■ Problem requirements: Here are some entries; quote each one exactly.

┌──

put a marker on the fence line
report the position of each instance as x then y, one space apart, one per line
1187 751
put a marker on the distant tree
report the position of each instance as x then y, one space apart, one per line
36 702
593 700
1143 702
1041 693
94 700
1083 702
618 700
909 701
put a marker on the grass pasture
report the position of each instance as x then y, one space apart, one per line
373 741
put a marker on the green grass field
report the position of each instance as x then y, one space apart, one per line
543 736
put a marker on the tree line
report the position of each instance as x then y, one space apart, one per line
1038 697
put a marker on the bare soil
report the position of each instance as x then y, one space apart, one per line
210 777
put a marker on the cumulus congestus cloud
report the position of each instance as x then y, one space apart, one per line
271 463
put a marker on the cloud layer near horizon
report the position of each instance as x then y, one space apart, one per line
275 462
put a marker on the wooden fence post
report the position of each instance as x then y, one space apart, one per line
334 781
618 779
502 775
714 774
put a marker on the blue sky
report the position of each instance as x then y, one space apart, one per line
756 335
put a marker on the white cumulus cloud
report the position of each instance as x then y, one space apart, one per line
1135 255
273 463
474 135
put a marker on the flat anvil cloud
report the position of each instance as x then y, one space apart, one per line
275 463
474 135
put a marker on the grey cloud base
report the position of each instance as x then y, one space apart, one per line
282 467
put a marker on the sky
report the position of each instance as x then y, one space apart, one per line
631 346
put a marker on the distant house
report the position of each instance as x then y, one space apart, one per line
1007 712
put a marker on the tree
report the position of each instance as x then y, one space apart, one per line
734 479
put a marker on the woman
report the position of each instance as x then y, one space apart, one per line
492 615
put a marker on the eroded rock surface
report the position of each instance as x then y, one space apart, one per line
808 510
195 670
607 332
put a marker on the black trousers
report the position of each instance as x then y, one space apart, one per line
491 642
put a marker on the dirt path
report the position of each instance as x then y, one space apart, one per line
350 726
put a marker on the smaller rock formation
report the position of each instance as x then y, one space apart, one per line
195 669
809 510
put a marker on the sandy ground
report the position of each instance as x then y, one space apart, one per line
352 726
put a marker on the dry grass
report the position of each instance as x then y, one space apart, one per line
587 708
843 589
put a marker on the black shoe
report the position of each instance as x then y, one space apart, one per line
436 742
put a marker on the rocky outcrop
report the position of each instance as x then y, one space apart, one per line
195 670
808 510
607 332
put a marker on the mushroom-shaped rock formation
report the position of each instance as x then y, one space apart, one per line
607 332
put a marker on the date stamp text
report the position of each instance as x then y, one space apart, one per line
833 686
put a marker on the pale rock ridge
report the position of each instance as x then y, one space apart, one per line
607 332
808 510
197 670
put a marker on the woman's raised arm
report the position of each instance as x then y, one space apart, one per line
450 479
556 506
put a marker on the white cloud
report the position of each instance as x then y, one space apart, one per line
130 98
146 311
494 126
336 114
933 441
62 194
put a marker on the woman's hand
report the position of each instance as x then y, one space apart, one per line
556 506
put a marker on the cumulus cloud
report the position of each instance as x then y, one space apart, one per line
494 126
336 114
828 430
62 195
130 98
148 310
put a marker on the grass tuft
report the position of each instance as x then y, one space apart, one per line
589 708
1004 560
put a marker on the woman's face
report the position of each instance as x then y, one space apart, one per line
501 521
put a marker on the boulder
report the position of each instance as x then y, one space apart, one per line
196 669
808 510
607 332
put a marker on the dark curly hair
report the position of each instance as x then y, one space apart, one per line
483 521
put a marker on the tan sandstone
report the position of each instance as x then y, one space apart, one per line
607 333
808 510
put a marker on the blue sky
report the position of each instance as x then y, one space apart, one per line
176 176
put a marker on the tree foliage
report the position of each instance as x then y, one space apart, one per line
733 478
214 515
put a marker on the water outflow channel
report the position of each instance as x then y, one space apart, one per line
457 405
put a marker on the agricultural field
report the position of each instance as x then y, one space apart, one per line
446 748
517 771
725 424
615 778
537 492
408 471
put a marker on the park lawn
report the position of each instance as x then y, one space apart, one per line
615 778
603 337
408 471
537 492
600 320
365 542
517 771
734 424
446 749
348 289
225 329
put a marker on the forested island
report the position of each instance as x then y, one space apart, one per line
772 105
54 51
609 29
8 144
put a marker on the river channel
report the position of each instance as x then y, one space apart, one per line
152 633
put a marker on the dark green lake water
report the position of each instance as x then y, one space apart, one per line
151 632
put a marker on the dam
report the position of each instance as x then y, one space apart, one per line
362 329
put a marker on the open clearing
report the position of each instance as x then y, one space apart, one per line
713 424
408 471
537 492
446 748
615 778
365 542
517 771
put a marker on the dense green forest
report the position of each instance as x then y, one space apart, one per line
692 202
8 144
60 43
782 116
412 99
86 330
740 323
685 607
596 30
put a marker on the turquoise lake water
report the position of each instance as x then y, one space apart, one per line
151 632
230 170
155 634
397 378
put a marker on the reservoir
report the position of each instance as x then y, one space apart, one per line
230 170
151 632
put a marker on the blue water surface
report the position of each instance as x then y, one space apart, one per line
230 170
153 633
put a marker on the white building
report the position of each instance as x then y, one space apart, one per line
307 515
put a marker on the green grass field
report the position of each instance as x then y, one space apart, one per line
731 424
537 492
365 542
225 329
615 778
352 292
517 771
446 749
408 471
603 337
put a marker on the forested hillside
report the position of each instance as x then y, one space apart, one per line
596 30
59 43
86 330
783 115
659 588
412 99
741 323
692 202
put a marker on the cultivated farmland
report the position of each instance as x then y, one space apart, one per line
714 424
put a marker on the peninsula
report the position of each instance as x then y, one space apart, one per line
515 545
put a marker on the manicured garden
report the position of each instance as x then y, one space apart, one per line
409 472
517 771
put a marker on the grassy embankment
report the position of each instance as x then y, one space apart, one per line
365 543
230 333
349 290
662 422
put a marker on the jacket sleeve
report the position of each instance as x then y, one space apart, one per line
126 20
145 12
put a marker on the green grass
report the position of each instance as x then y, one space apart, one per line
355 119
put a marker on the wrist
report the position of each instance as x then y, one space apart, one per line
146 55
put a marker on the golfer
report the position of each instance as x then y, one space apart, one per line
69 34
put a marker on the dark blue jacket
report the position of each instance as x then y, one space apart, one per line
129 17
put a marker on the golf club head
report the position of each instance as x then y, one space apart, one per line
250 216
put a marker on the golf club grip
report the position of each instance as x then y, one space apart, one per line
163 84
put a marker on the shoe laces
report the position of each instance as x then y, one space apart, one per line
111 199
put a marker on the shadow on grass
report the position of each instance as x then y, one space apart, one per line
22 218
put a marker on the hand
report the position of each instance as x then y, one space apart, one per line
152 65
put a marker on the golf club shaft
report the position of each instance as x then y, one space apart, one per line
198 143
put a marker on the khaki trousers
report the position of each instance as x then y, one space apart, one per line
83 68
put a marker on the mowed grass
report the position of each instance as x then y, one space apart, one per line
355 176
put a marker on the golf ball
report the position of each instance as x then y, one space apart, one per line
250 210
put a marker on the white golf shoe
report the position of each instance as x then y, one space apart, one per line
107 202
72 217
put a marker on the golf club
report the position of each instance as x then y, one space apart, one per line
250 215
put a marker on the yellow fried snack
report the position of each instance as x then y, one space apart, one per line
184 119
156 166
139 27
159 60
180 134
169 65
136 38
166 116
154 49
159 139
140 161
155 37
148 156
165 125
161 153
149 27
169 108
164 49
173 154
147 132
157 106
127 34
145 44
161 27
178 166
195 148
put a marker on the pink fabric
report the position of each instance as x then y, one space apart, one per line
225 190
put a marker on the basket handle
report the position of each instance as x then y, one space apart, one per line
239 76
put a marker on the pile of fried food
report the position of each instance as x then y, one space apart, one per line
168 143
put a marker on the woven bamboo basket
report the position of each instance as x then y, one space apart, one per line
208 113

└──

■ Result of this task:
put a marker on the fence line
report the position of each instance as x then y, one space apart, one per line
1187 751
put a marker on the distant tree
report the position of each instance as x then y, one space apart, one per line
36 702
593 700
1143 702
1041 693
94 700
1083 702
618 700
909 701
put a marker on the grass pasture
report the position of each instance as x then y, one space apart, one per line
373 741
put a marker on the green grass field
report the position of each instance as x then y, one space apart, one per line
543 736
put a marker on the tree line
report the position of each instance as x then y, one space apart, one per line
1038 697
put a marker on the bare soil
report the position of each instance as x then y, one space apart, one per line
210 777
put a marker on the cumulus congestus cloud
report the position of each instance as x then y, one space apart, one per line
271 463
put a marker on the cloud layer near horizon
report the position of each instance as x then y, one space apart, one per line
275 462
put a marker on the wooden fence post
report the position of each instance as x then y, one space apart, one per line
334 781
618 779
502 775
714 774
put a marker on the blue sky
report the position of each instance as x then y, one space apart, one per line
756 335
put a marker on the white cumulus cloud
report the position of each instance as x then y, one space apart, one per line
1135 255
273 463
474 135
put a marker on the flat anvil cloud
report the position of each instance as x then y, one space apart, one per line
275 463
474 135
put a marker on the grey cloud base
report the position of each instance as x then y, one space apart, one per line
282 467
put a marker on the sky
report the position of each instance as x then y, one space apart, one per line
631 346
put a marker on the distant house
report the position of each instance as x then y, one space apart, one per line
1007 712
put a marker on the tree
report the position of each instance as x then y, one space apart, one per line
734 479
put a marker on the woman
report the position of each instance as x then y, one space apart, one per line
492 615
put a marker on the eroded rock surface
report the position of each instance as x then y, one space apart, one per line
808 510
195 670
607 332
put a marker on the black trousers
report the position of each instance as x then y, one space apart, one per line
491 642
put a marker on the dirt path
report the position of each instance as x then y, one space apart, one per line
350 726
put a marker on the smaller rock formation
report the position of each instance as x then y, one space apart, one per line
195 669
809 510
put a marker on the sandy ground
report the position of each instance as x then y, one space apart, one per line
352 726
put a marker on the dry grass
report the position of each instance as x then y, one space apart, one per line
587 708
843 589
put a marker on the black shoe
report the position of each instance as x then y, one space apart, one per line
436 742
put a marker on the rocky outcrop
report the position of each instance as x then y, one space apart, one per line
195 670
808 510
607 332
put a marker on the mushroom-shaped rock formation
report the position of each instance as x then y, one space apart, one per line
607 332
put a marker on the date stamp text
report the position of each instance as x then y, one space apart, one per line
833 686
put a marker on the pale rock ridge
report the position of each instance as x then y, one space apart, one per line
607 332
808 510
197 670
put a marker on the woman's raised arm
report the position of each instance as x then y, one space apart, one per line
450 479
556 506
put a marker on the white cloud
report the position of each instance as x then y, one space apart, one per line
130 98
146 311
494 126
336 114
933 441
62 194
put a marker on the woman's hand
report the position of each instance as x then y, one space apart, one per line
556 506
put a marker on the cumulus cloud
report the position of each instance as x then y, one space apart, one per line
494 126
336 114
828 430
62 195
130 98
148 310
put a marker on the grass tuft
report the position of each instance as x then y, one space apart, one per line
589 708
1004 560
put a marker on the woman's face
report the position of each instance as x then y, one space apart, one per line
501 521
put a marker on the boulder
report the position of each instance as x then y, one space apart, one per line
196 669
808 510
607 332
put a marker on the dark curly hair
report the position of each instance as x then y, one space apart, one per line
483 521
put a marker on the tan sandstone
report the position of each instance as x then y, one space apart, one per line
607 333
808 510
put a marker on the blue sky
report the position of each instance as x then y, one space apart, one per line
176 176
put a marker on the tree foliage
report the position of each instance as x then y, one space apart, one per line
733 478
214 515
put a marker on the water outflow channel
report the position of each instance as x then y, one space apart, one per line
457 405
put a marker on the agricultural field
report the position of each instance as x then y, one space apart, one per line
446 748
517 771
725 424
615 778
537 492
408 471
put a marker on the park lawn
report the position of each instance as x then y, one space apart, one per line
615 778
603 337
408 471
537 492
600 320
365 542
517 771
734 424
446 749
348 289
225 329
put a marker on the forested island
report the position of each instance as x then y, one space apart, one per line
772 105
54 51
609 29
8 144
put a marker on the river channel
report the position of each instance as x then y, one space apart, one per line
152 633
put a marker on the dark green lake water
report the position of each instance as x then y, one space apart, one per line
151 632
put a marker on the dam
report the position of each instance as x then y, one space apart, one per line
362 329
put a marker on the open clearing
report the position of each instance as x then y, one space apart, one per line
713 424
408 471
537 492
446 748
615 778
365 542
517 771
put a marker on the dense green forest
report the position of each instance as x then y, one space apart, one per line
692 202
8 144
60 43
782 116
412 99
86 330
740 323
685 607
596 30
put a marker on the turquoise lake water
report the position of each instance as x then y, one space apart, one per line
151 632
230 170
155 634
397 378
put a marker on the reservoir
report the position of each instance as x then y, one space apart, one per line
230 170
151 632
put a marker on the blue water surface
report the position of each instance as x then y, one space apart, one per line
230 170
153 633
put a marker on the white building
report the position of each instance as x then y, one space apart, one per line
307 515
put a marker on the green grass field
report the position of each instance as x then y, one space apart, one per line
731 424
537 492
365 542
225 329
615 778
352 292
517 771
446 749
408 471
603 337
put a marker on the forested hillside
report the position of each instance as x then y, one space apart, one per line
596 30
59 43
86 330
783 115
659 588
412 99
741 323
692 202
put a marker on the cultivated farmland
report the position of each instance as x then y, one space apart, one per line
714 424
put a marker on the peninsula
report the position of each instance as x then y, one space apart, one per line
515 545
put a marker on the manicured garden
report the position of each instance as x then y, one space apart, one per line
409 472
517 771
put a marker on the grassy embankment
report the position of each instance as x then y, one space apart, one per line
365 543
230 333
349 290
662 422
put a marker on the jacket sleeve
report the position of each instance as x then y, one space apart, one per line
126 20
145 12
put a marker on the green grass
report the position of each instance as x then y, one space apart, one per line
355 119
put a marker on the wrist
report the position of each instance as x then y, one space apart, one per line
146 55
put a marker on the golfer
report the position of each instance as x then y, one space apart, one per line
69 34
put a marker on the dark blue jacket
report the position of each instance as x then y, one space apart, one per line
129 17
put a marker on the golf club head
report the position of each instance as x then y, one space apart, one per line
250 216
put a marker on the golf club grip
report the position of each instance as x then y, one space apart, one per line
163 84
put a marker on the shoe laces
report the position of each instance as x then y, one space apart, one per line
111 199
put a marker on the shadow on grass
report the position of each instance as x then y, one space apart, one per line
22 218
put a marker on the hand
report the position of each instance as x then y, one space apart, one per line
152 65
put a marker on the golf club shaft
report the position of each instance as x then y, one space apart, one per line
198 143
put a marker on the khaki trousers
report the position of each instance as x then y, one space apart, one per line
83 68
put a marker on the mowed grass
report the position of each instance as x then y, one space apart, one per line
355 176
put a marker on the golf ball
report the position of each instance as x then y, one space apart, one per line
250 210
put a marker on the white golf shoe
report the position of each instance as x then y, one space apart, one per line
107 202
72 217
put a marker on the golf club
report the position of each instance as x then y, one space apart, one per line
250 215
put a marker on the yellow fried snack
report the position of each instance as x then y, one space apart, one per line
184 119
156 166
139 27
159 60
180 134
169 65
136 38
166 116
154 49
159 139
140 161
155 37
148 156
165 125
161 153
149 27
169 108
164 49
173 154
147 132
157 106
127 34
145 44
161 27
178 166
195 148
put a marker on the pink fabric
report the position of each instance as x then y, one space apart, one per line
225 190
put a marker on the basket handle
report the position of each instance as x then y, one space apart, one per line
239 76
put a marker on the pile of fried food
report the position of each instance as x then y, one space apart, one per line
168 143
put a marker on the woven bamboo basket
report the position of each instance as x then y, one space apart, one per line
208 113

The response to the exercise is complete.